• _Task instructions_:
Output all of the records word for word and drop the images.

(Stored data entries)
↓
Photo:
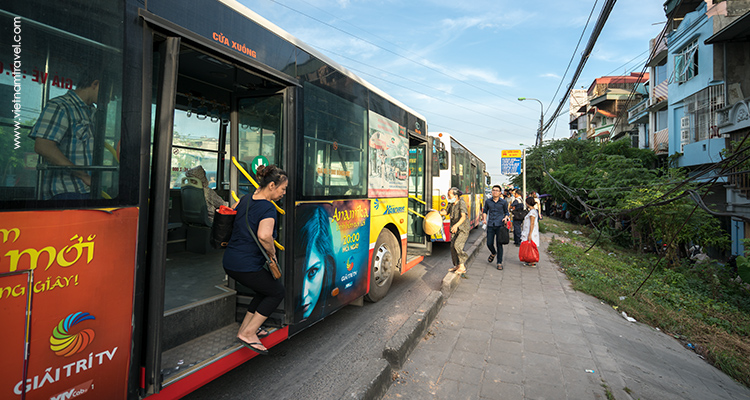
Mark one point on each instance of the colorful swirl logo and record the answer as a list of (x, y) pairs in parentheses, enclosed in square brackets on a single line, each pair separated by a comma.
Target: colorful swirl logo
[(64, 343)]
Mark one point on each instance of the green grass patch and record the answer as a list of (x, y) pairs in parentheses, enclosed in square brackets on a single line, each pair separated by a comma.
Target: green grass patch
[(701, 304)]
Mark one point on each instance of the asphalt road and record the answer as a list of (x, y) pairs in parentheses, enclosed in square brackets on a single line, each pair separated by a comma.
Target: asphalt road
[(322, 361)]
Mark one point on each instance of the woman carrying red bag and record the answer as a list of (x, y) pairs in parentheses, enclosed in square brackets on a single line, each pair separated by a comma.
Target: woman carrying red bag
[(529, 252)]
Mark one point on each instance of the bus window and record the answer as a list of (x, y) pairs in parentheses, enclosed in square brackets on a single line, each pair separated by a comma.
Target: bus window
[(195, 142), (66, 64), (260, 134), (335, 137)]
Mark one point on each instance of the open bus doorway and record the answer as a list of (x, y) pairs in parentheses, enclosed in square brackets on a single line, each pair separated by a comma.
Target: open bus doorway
[(218, 110)]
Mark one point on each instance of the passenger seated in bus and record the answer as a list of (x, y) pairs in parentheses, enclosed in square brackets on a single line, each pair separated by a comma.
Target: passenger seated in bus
[(64, 136), (319, 268), (213, 200), (244, 259)]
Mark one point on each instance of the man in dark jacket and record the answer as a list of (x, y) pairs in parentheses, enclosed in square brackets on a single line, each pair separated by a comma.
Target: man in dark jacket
[(517, 208), (495, 214)]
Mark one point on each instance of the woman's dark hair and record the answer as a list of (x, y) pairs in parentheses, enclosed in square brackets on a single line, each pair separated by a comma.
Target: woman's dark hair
[(270, 173)]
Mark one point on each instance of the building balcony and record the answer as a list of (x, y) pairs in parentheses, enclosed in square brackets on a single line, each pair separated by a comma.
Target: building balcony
[(660, 142), (639, 111), (659, 93)]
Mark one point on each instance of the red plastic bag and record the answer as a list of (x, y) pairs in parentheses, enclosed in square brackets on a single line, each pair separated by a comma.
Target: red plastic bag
[(528, 252)]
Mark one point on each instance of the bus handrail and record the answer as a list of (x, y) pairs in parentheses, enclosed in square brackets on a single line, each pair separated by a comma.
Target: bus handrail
[(249, 178)]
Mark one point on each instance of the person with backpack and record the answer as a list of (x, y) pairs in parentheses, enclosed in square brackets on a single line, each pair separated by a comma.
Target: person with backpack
[(495, 214)]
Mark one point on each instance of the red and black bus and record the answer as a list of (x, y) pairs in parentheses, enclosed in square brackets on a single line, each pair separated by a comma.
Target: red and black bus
[(115, 293)]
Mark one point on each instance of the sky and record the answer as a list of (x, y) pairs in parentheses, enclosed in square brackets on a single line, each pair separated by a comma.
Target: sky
[(464, 64)]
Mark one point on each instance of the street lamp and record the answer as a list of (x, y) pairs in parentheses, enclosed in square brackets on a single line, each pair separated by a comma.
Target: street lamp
[(541, 119)]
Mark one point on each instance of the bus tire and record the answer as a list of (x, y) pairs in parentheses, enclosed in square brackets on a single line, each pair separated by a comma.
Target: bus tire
[(385, 257)]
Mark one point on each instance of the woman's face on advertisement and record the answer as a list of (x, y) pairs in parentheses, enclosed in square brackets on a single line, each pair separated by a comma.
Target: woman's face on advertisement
[(312, 283)]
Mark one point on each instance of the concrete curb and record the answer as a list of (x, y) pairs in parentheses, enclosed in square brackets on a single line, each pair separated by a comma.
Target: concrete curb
[(377, 378), (405, 340), (451, 280), (373, 383)]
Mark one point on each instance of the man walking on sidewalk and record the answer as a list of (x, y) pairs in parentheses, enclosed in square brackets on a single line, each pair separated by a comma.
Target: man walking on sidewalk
[(495, 215), (517, 208)]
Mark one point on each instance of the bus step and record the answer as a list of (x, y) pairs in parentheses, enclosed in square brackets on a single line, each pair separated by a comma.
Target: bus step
[(182, 359), (191, 321)]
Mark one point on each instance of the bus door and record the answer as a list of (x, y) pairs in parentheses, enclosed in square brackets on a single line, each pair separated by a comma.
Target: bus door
[(474, 209), (208, 108), (419, 180)]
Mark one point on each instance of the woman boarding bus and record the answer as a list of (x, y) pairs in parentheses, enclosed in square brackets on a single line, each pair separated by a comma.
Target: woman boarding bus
[(116, 291)]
↑
• _Result for this task_:
Photo:
Mark one point on each instance of the colorful swirl logo and record the answer as a list of (x, y) pairs in parentheses, enclosed in square brackets on a single line, each pair separated by a comma.
Target: colorful swirl logo
[(64, 343)]
Mark one point on each instance of the green grass patch and record the answer as a list of (x, y) pairs in parentheses, enclosed in square brackets on a single line, each pair separated by a comma.
Target: green grass patch
[(701, 304)]
Mark one point on each instance of the asphalt road and record the answer as a list of (x, y) pairs in parentheses, enclosed in square brackets on a single line, each pair separated by a comma.
Target: asphalt road
[(322, 361)]
Mark one point on each instance of the woman carrying red bag and record the answer as a list of (x, y) pairs in parentheses, enclosed in square brackets on a single line, each pair separated by a comma.
Target: woman carrying red bag
[(529, 252)]
Mark one point on each instance of the bus window and record the answer as a list of (x, y) pairs in parentheses, enclosed in square brackets on a single line, each pair separated by a comma.
Target: bus window
[(195, 142), (66, 64), (260, 134), (335, 137)]
Mark one point on each instance of the open bus doorway and record the answer as a list of (x, y) pairs in parentheses, enclosed in square brackets on a single line, each pair separated by a comma.
Target: open bus doorway
[(218, 110)]
Mark one point on each instance of the passenger seated in bus and record the answer as a list of (x, y) pairs in parentheses, enclosed in square brackets on a single line, each pair separated by a comma.
Target: passenger seated in bus
[(64, 136), (319, 268), (213, 200), (244, 259)]
Mark one point on each instance of the man in dark jacket and record the answer as a list of (x, y) pairs in parentheses, enclosed in square brackets on a single line, each pair separated by a comma.
Target: man in dark jacket
[(517, 208), (495, 214)]
Mark one point on each instance of the woman's dark hair and record the answer as a list of (x, y) pairs in parentheses, enclosed in square brackets on a single line, each pair separated by a comma.
Target: woman's dark hair
[(270, 173)]
Mark one point on each instance of the building balcony and record the answer as a list of (x, y) pairs in parentheses, enclosed in square brackets on a single line, each pair separated by a comma.
Target: building balcony
[(660, 142), (639, 111), (659, 93)]
Mark one point on each instance of the red plastic bag and record the answer as a list of (x, y) pairs in parentheses, enclosed in square brackets on a single line, each pair separated by a comma.
Target: red plastic bag
[(528, 252)]
Mark one point on each instance of the bus handrail and record the answer as a list of (x, y) pairs in parentheses, enclosed in square brackets on a single line, each pair separated by a comma.
Target: bus handrail
[(249, 178)]
Mark one point on each instance of the person with backpack and record the answer as a list of (x, y) pairs in parentheses, enclosed in square brackets on a single line, each pair separated by a comma.
Target: person with backpack
[(495, 214)]
Mark one point on each instance of the red and black bus and record the answer as a list of (x, y) pairs in parentheses, enclosed in square brackets on a single line, each pair separated by a comma.
Target: red and black bus
[(115, 293)]
Mark one point on each instance of the sky and record the answer as a list of (x, y) pairs in parentheses, enclosed in square brackets on a single line, each pair separated by a comma.
Target: sky
[(464, 64)]
Mark one point on each instance of the street lamp and record the answer as a list of (x, y) pairs in parentheses, enclosed in square brackets on a single line, each pair separated by a comma.
Target: street lamp
[(541, 119)]
Mark one point on each instance of the bus tire and record the answer as a list of (x, y) pairs in parentheses, enclosed in square brackets on a single line, each pair separated by a comma.
Target: bus tire
[(385, 257)]
Mark one point on each instance of the woman's face on advertisement and record the answer as a list of (x, y) pairs in parentheses, enclosed in square brackets on a single line, each pair separated by a comma.
Target: woman's face on advertisement
[(312, 283)]
Mark one point on each instance of the concrete curb and record the answer as a list of (x, y) pairs in parentheses, enclosed in square brackets on a single line, each pair separated by a comma.
Target: concrete curb
[(377, 378), (405, 340), (451, 280), (373, 383)]
Mark one point on each instance of the man walking on sidewalk and record the answer as a list of (x, y) pairs in parentheses, enclosed in square brackets on a single line, each pair separated by a comma.
Target: man walking on sidewalk
[(495, 215), (517, 208)]
Mark one point on each instance of the bus step and record the answer as a list of (x, y) pairs in parentheses, enclosed in square brackets on a single line, each pair separated by a comma.
Target: bus step
[(182, 359), (191, 321)]
Mark one point on each instance of the bus door and record the answer as a list of (x, y) pairs in parentheses, enclosed in square brackets on a single line, each pair separated by a comma.
Target: bus door
[(474, 209), (208, 108), (419, 180)]
Mark one point on each instance of the woman boarding bus and record the answer as a list of (x, y) pairs in parentheses, enclosed in square brackets on a single line, each pair separated by a comma.
Target: woman boarding bus
[(116, 291)]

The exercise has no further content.